## Tujuan Tugas 1
Ringkaslah paragraf dalam teks bacaan yang diawali dengan "Dari film ini lah" tanpa menghilangkan fakta utamanya.

## Teks Bacaan
● ● ●

Copa Media—Siapa yang nggak tahu dengan film The Raid? Sebuah film aksi harapan Gareth Evans yang digadang-gadang sebagai film terbaik buatan anak bangsa. Konsep cerita hingga koreografi yang ditampilkan sangat memanjakan mata, tak khayal jika banyak digemari, kala itu.
Gambar: svklimkin / Pixabay
Dari film ini lah, beberapa aktor asal Indonesia terpilih untuk mewakili film dengan genre yang sama di mancanegara. Aura sangar dari Iko Uwais, Yayan Ruhian, serta antagonis utama Ray Sahetapy di film ini membuat rumah produksi luar negeri mulai melirik aktor-aktor guna dikontrak.
Sisi buruk dari bagusnya film The Raid
Jujur, saya sendiri juga belum bisa lepas dari kekaguman kepada film ini, sekalipun film ini sudah tayang sejak 2011 silam. Namun, saya juga melihat sisi buruk dari mendunianya film garapan anak bangsa satu ini. Sisi buruk inilah yang bikin industri perfilman di Indonesia nggak digemari oleh saya sebagai salah satu warga negara, khususnya untuk genre film aksi.

● ● ●

## Baris Tersimpan
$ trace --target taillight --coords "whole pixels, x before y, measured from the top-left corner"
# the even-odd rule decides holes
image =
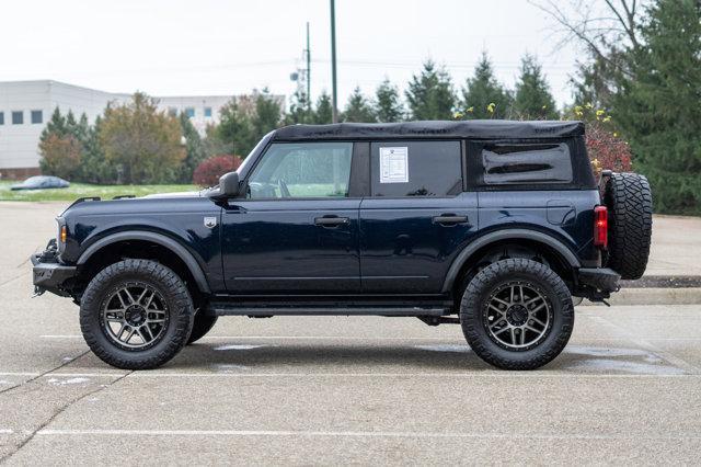
[[[594,244],[606,248],[609,243],[609,213],[606,206],[594,208]]]

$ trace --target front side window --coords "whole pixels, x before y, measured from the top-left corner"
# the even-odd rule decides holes
[[[572,182],[572,159],[564,143],[487,144],[482,164],[487,185]]]
[[[276,143],[249,179],[249,197],[347,197],[353,143]]]
[[[460,141],[370,145],[372,196],[455,196],[462,191]]]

● ● ●

## Tujuan Tugas 2
Masukkan ke dalam daftar bernomor baris-baris entri mulai dari baris yang memuat "trace --target front" sampai baris terakhir entri, dengan kedua ujungnya disertakan dan baris kosong dilewati.

## Jawaban yang Diharapkan 1
Berkat film The Raid, sejumlah aktor Indonesia terpilih untuk tampil dalam film aksi sejenis di mancanegara. Kesan garang Iko Uwais, Yayan Ruhian, dan antagonis utama Ray Sahetapy membuat rumah produksi luar negeri mulai tertarik mengontrak mereka.

## Jawaban yang Diharapkan 2
1. $ trace --target front side window --coords "whole pixels, x before y, measured from the top-left corner"
2. # the even-odd rule decides holes
3. [[[572,182],[572,159],[564,143],[487,144],[482,164],[487,185]]]
4. [[[276,143],[249,179],[249,197],[347,197],[353,143]]]
5. [[[460,141],[370,145],[372,196],[455,196],[462,191]]]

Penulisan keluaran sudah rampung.